**WHAT TO DO**:
Below is a set of entries; copy all of them exactly.

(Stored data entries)
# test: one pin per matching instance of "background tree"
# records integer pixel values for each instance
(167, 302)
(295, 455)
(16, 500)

**OUTPUT FOR THIS TASK**:
# test: one pin per matching instance of "background tree"
# records integer pixel values for each instance
(167, 302)
(295, 455)
(16, 500)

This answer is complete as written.